Your objective: Please turn the listing lines into a JSON list of strings, starting at the line that contains "[indicate] the yellow work" and ending at the line that contains "Target: the black t-shirt", both included. Give one string per line and leave out any blank lines.
-- BEGIN Stored rows --
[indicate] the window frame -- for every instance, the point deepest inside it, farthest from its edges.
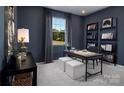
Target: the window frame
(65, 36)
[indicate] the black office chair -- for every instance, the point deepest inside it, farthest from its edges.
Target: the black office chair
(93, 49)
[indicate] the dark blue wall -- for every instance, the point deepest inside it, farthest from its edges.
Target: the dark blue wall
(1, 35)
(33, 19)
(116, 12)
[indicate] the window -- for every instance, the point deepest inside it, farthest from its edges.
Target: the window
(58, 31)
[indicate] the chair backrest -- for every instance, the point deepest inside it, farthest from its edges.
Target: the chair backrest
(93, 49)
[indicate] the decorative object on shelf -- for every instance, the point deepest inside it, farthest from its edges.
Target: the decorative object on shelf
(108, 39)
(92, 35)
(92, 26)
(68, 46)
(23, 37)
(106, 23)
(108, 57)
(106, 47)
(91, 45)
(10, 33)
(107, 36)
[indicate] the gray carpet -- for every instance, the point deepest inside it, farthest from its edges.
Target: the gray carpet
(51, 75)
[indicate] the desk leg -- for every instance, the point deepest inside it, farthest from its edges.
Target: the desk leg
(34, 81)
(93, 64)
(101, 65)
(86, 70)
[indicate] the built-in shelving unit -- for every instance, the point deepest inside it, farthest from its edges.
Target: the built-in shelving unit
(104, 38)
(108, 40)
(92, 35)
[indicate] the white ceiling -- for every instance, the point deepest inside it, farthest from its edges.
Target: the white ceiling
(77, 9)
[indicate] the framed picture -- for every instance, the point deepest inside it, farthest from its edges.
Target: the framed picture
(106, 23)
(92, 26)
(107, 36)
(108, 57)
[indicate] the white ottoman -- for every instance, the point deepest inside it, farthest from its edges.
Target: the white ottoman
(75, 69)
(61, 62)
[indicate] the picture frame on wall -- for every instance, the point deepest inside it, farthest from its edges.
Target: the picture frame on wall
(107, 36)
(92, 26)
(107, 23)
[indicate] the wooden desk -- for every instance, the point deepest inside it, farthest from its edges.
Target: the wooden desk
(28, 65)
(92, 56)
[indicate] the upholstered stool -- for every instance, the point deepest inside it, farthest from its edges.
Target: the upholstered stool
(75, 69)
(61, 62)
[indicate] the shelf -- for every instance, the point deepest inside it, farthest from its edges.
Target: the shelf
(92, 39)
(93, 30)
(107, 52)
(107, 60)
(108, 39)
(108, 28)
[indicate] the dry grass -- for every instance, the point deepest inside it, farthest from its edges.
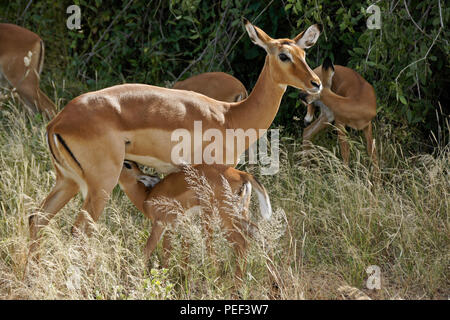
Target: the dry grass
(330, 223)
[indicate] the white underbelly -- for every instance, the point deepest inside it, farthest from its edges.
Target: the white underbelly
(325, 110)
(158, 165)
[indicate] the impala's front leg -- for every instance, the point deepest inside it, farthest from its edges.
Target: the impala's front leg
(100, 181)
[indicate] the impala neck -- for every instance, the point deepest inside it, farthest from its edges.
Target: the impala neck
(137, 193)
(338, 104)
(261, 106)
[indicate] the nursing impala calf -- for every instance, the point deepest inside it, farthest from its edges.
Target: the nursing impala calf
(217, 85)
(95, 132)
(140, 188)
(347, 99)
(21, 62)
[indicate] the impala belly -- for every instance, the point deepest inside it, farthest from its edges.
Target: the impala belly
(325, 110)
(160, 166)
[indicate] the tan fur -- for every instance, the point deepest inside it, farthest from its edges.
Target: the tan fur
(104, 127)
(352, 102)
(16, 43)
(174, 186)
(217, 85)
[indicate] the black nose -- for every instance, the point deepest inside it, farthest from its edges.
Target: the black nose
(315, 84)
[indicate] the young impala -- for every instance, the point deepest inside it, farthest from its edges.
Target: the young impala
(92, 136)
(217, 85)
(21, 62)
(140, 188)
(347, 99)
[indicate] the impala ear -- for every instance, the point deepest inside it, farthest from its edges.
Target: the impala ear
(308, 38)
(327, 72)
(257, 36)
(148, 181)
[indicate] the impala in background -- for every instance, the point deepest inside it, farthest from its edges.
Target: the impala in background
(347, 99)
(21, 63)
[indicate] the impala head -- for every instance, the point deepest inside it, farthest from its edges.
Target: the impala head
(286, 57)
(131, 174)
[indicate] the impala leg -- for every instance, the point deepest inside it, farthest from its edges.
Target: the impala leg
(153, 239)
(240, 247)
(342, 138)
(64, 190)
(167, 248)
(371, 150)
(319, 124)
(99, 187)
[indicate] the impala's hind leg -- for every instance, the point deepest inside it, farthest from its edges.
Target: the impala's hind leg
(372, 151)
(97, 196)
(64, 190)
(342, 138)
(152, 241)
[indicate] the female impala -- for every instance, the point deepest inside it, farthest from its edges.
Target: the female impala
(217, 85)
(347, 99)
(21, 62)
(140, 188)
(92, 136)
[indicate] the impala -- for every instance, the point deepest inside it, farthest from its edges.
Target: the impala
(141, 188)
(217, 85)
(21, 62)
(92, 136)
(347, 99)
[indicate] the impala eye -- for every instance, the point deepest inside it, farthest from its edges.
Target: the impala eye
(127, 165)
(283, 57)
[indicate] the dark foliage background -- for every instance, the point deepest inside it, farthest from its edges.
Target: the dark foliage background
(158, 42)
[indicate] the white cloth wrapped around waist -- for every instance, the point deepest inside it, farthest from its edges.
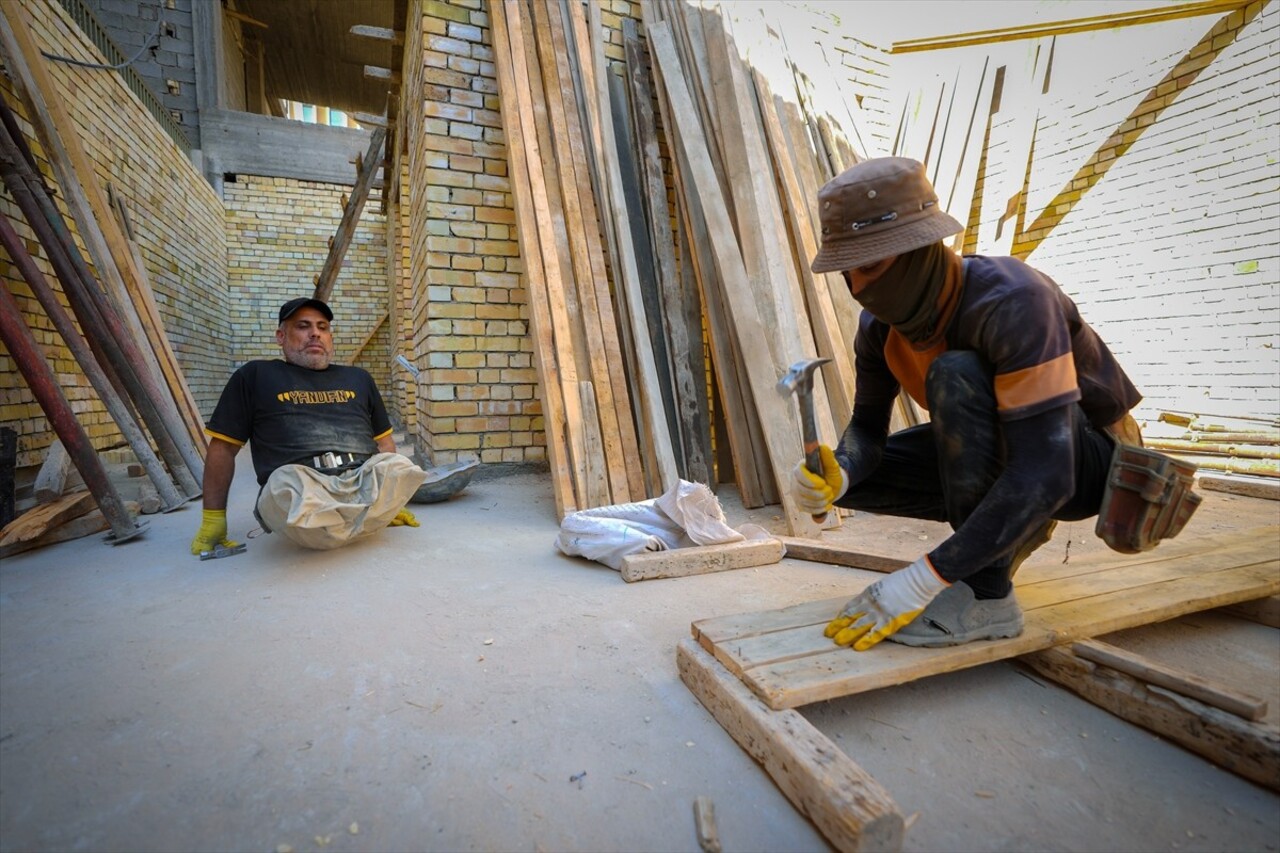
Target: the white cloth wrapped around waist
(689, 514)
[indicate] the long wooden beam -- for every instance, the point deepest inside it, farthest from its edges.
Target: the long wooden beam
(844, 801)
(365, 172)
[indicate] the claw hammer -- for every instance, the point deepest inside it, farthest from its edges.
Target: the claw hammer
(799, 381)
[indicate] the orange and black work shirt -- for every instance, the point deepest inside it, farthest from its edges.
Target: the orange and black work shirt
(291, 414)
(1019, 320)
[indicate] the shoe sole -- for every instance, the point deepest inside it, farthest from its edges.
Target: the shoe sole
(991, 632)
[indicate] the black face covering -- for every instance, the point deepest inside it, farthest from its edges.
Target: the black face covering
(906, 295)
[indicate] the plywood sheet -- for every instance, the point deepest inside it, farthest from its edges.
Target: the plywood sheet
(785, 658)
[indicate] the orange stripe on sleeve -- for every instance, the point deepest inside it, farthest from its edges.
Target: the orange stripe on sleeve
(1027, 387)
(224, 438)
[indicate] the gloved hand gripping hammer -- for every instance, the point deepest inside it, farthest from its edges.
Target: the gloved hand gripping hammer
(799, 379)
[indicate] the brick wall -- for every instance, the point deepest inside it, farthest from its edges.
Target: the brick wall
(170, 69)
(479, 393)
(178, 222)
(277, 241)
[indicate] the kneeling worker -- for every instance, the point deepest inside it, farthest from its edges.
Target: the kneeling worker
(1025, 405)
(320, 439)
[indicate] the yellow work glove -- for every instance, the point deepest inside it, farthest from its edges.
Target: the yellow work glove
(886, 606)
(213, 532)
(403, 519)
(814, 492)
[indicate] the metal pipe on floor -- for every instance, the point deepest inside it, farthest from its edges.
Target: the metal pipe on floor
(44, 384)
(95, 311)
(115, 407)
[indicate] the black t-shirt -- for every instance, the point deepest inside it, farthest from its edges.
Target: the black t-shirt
-- END Stored rows --
-- BEGIN Stored rows --
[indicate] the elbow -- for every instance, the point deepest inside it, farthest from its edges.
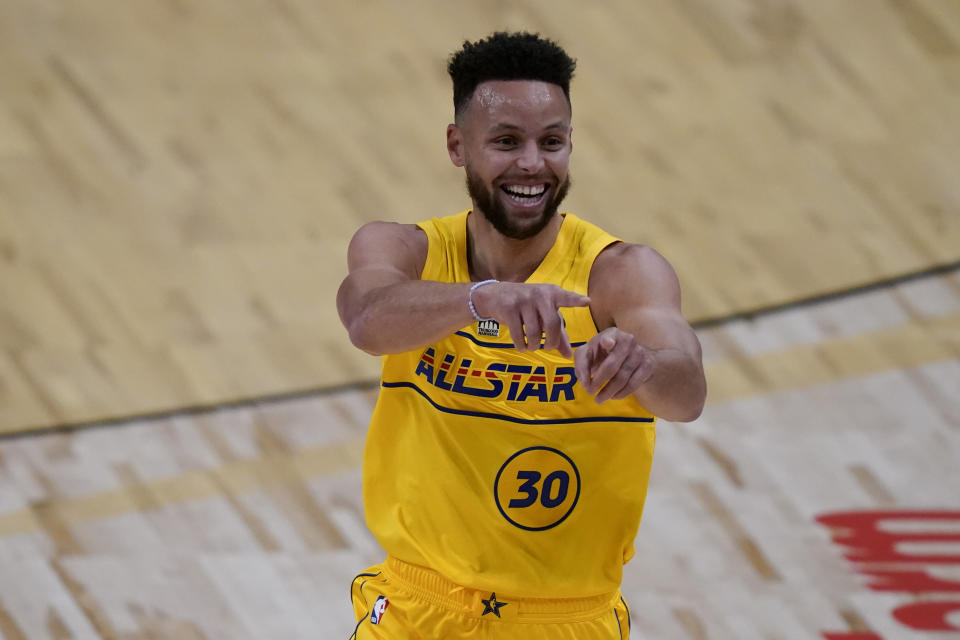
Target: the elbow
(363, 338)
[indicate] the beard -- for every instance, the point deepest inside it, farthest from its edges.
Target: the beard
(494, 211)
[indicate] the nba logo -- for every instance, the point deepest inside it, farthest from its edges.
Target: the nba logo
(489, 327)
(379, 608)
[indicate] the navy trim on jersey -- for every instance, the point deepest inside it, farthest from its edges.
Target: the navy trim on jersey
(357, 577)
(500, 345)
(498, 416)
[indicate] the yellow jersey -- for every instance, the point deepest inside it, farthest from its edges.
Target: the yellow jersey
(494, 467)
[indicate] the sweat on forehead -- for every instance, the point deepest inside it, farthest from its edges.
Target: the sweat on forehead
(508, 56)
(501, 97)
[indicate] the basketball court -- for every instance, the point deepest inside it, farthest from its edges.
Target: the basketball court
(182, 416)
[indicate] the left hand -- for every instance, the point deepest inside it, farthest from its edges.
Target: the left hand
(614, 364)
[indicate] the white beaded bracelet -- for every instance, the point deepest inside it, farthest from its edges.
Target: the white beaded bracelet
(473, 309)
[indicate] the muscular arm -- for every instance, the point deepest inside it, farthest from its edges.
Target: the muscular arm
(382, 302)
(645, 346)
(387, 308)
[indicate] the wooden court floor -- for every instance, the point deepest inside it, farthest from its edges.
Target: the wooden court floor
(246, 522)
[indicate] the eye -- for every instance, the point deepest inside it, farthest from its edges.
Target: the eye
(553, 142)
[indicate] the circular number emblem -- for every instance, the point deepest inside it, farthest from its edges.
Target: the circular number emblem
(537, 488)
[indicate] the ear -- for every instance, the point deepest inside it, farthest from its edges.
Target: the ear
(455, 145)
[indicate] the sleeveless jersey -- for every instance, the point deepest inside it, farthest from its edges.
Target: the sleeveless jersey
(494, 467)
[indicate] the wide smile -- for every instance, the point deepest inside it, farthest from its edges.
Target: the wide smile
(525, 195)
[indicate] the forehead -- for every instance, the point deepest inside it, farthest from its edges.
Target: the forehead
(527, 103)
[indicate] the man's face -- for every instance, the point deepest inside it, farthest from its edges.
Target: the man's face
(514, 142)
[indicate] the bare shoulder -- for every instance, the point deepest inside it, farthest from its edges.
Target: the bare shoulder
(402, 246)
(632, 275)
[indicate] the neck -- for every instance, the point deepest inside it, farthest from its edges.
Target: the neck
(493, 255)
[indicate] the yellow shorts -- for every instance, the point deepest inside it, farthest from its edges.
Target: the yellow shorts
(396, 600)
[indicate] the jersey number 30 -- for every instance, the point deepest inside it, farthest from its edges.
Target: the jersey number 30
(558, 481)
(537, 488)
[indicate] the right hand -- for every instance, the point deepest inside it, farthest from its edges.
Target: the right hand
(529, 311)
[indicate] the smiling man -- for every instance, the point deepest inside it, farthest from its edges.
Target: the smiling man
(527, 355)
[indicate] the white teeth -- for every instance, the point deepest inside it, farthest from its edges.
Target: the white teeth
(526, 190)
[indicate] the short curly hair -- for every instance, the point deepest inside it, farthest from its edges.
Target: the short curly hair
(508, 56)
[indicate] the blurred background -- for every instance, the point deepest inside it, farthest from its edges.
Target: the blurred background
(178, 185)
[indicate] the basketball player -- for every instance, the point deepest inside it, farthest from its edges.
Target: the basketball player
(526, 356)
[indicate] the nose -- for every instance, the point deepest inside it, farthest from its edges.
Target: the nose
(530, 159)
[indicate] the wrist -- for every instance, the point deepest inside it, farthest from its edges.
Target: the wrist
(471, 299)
-- END Stored rows --
Reply to the exercise:
[
  "[indicate] the yellow work glove -- for every instance, the point deepest inside it, farthest from its edges.",
  "Target: the yellow work glove",
  "(886, 606)",
  "(213, 532)",
  "(403, 519)",
  "(814, 492)",
  "[indicate] the metal pipe on floor -- for every instance, the point deepest inside it, farthest from its edges.",
  "Target: the metal pipe on floor",
  "(44, 384)",
  "(95, 311)",
  "(115, 407)",
  "[indicate] the black t-shirt -- for every instance, the point deepest inside it, farthest from its edges.",
  "Target: the black t-shirt"
]